## Listed entries
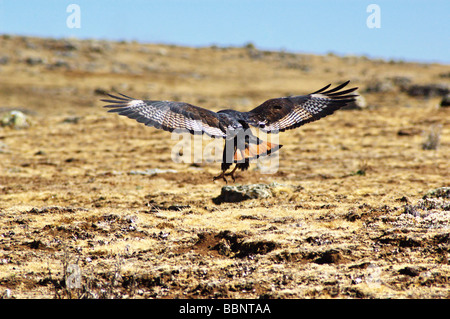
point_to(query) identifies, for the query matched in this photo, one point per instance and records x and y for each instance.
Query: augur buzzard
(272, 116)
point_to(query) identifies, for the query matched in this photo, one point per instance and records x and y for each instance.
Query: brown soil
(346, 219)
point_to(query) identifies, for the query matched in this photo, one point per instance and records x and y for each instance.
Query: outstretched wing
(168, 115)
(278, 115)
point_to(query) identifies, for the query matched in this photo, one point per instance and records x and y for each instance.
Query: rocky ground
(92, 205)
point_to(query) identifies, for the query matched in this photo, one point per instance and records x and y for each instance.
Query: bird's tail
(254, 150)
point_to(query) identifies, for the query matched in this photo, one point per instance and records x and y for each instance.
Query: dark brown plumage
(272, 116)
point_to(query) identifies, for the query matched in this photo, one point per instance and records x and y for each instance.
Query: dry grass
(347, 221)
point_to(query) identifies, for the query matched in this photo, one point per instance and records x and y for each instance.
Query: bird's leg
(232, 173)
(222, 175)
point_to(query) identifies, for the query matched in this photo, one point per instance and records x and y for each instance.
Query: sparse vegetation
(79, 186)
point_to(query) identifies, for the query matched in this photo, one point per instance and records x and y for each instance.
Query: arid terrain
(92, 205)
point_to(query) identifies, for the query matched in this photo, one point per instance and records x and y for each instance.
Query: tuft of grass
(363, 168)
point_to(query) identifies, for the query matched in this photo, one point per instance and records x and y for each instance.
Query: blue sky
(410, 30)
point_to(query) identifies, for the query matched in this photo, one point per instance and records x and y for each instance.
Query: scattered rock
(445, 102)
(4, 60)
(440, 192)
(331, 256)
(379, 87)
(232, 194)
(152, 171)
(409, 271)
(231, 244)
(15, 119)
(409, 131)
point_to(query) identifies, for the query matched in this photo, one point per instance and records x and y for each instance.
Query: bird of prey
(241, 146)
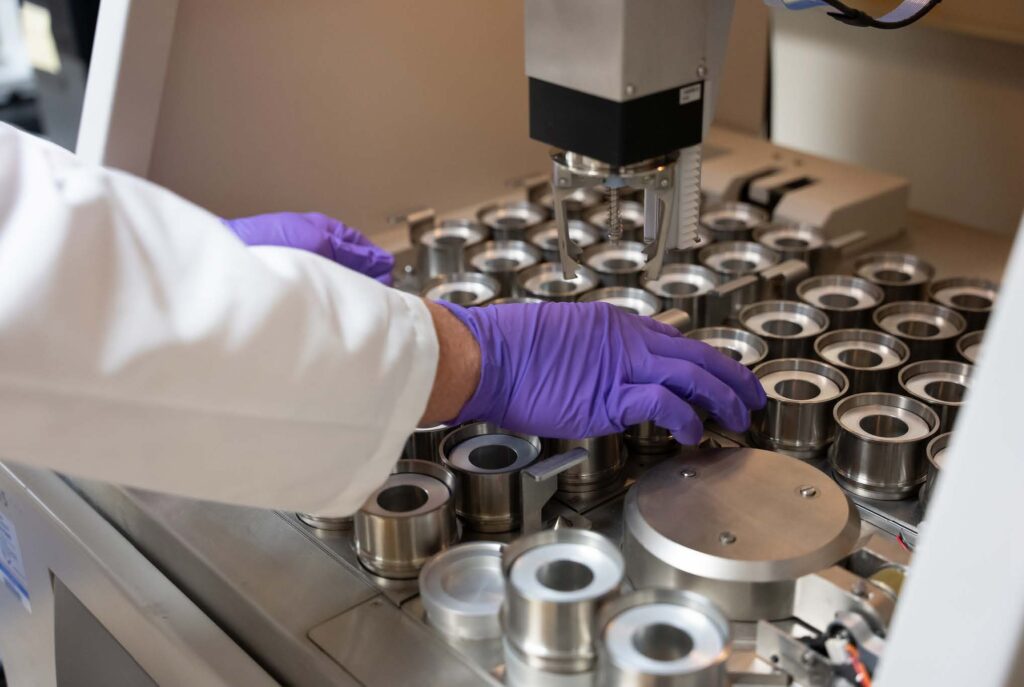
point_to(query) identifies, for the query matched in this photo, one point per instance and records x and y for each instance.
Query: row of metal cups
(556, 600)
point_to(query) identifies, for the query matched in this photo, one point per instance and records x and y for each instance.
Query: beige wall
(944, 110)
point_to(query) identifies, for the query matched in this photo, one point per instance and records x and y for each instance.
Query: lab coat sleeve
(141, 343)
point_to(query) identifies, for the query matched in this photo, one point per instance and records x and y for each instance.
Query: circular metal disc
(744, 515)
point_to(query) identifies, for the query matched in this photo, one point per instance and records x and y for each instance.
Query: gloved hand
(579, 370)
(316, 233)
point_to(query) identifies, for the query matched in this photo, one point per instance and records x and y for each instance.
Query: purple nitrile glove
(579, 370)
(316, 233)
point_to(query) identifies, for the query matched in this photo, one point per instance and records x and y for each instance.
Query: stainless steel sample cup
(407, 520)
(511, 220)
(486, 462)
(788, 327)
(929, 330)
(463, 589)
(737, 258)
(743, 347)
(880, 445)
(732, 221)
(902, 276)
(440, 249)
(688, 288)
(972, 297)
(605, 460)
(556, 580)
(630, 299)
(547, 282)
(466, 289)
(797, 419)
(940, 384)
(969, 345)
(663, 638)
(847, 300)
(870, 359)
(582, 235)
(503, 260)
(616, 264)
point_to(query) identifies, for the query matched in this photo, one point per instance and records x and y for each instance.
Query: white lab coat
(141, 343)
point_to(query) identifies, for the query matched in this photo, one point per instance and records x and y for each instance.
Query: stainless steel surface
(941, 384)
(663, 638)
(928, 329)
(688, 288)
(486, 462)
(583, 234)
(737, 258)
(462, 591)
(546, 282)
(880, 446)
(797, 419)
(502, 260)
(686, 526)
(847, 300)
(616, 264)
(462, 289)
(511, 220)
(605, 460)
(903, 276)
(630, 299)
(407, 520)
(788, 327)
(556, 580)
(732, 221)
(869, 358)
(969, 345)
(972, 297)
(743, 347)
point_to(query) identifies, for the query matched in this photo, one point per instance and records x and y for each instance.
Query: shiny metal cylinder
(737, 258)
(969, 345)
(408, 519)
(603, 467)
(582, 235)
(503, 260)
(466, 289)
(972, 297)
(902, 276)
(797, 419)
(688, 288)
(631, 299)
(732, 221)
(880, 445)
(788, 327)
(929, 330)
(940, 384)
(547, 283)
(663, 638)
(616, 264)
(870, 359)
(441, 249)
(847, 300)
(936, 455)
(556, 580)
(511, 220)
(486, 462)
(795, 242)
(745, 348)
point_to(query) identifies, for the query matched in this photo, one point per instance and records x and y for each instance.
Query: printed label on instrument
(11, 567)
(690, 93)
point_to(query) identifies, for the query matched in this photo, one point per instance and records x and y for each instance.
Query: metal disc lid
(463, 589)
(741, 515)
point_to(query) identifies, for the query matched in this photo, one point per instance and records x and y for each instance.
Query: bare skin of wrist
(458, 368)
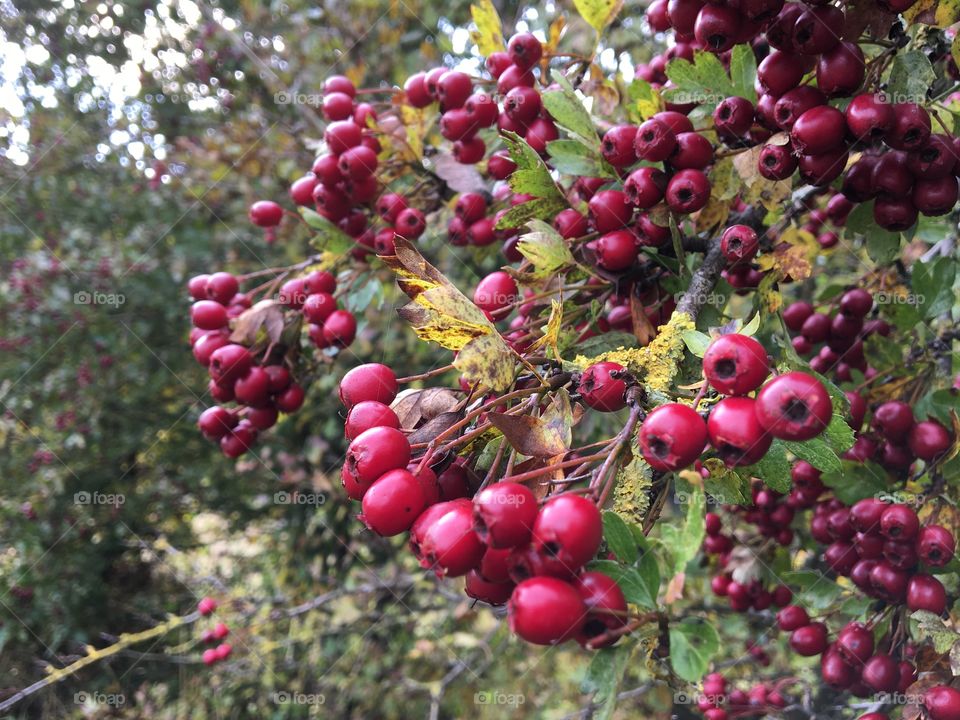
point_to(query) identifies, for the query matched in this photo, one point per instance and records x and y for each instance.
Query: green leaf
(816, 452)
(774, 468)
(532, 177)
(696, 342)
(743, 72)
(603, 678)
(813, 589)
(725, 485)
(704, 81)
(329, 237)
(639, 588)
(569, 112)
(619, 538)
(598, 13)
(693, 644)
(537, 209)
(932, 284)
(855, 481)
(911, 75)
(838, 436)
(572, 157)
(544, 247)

## Directions for this task
How many lines in the rows above contain the string "stainless"? Reply with the number alone.

## Result
2